> **Text segment**
IZI, a frontrunner in electric vehicle solutions which says it is on a mission to electrify Rwanda’s public transport sector, has, in just four months of operation, grown its initial fleet of five electric buses to an enviable height.

CEO of the startup, Alex Wilson, believes the grant is a testament to the success story of IZI.

“These results validate our E-Mobility-as-a-Service model. We’re not just reducing emissions; we’re proving that sustainable public transport is economically viable in Africa.

“Building on this success, IZI has secured an RWF 300,000,000 grant from the Rwanda Green Fund to deploy five additional electric buses in Kigali.

“These vehicles will represent the most advanced public transport in Rwanda to date, boasting features such as an independent intelligent driver’s cabin, air suspension balanced driver’s seat, full LCD dashboard, one-step entry, and a flat-floor design for improved passenger comfort,” he said.

He added that the success of IZI’s pilot has led to strong demand from other Rwandan public bus operators.

IZI has now signed contracts with 4 leading transport companies for the deployment of over 100 buses, marking a significant expansion of its operations.

“Looking ahead, IZI plans to establish a state-of-the-art battery maintenance and repair facility in Kigali, supporting the entire EV ecosystem in Rwanda and positioning the country as a centre of innovation in the EV industry,” he added.

> **List of tasks**
- A) Answer these questions from the text about IZI's electric buses, one answer per line:
(i) How many electric buses were in IZI's initial fleet?
(ii) Which fund awarded IZI its grant?
(iii) With how many transport companies has IZI signed contracts?
- B) Transcribe the text about IZI's electric buses exactly, everything from "CEO of the startup, Alex" down to "public bus operators.".

> **Material provided**
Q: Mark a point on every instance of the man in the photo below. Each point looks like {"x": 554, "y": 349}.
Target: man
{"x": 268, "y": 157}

> **Responses to the exercise**
- A)
(i) Five
(ii) The Rwanda Green Fund
(iii) Four

- B)
CEO of the startup, Alex Wilson, believes the grant is a testament to the success story of IZI.

“These results validate our E-Mobility-as-a-Service model. We’re not just reducing emissions; we’re proving that sustainable public transport is economically viable in Africa.

“Building on this success, IZI has secured an RWF 300,000,000 grant from the Rwanda Green Fund to deploy five additional electric buses in Kigali.

“These vehicles will represent the most advanced public transport in Rwanda to date, boasting features such as an independent intelligent driver’s cabin, air suspension balanced driver’s seat, full LCD dashboard, one-step entry, and a flat-floor design for improved passenger comfort,” he said.

He added that the success of IZI’s pilot has led to strong demand from other Rwandan public bus operators.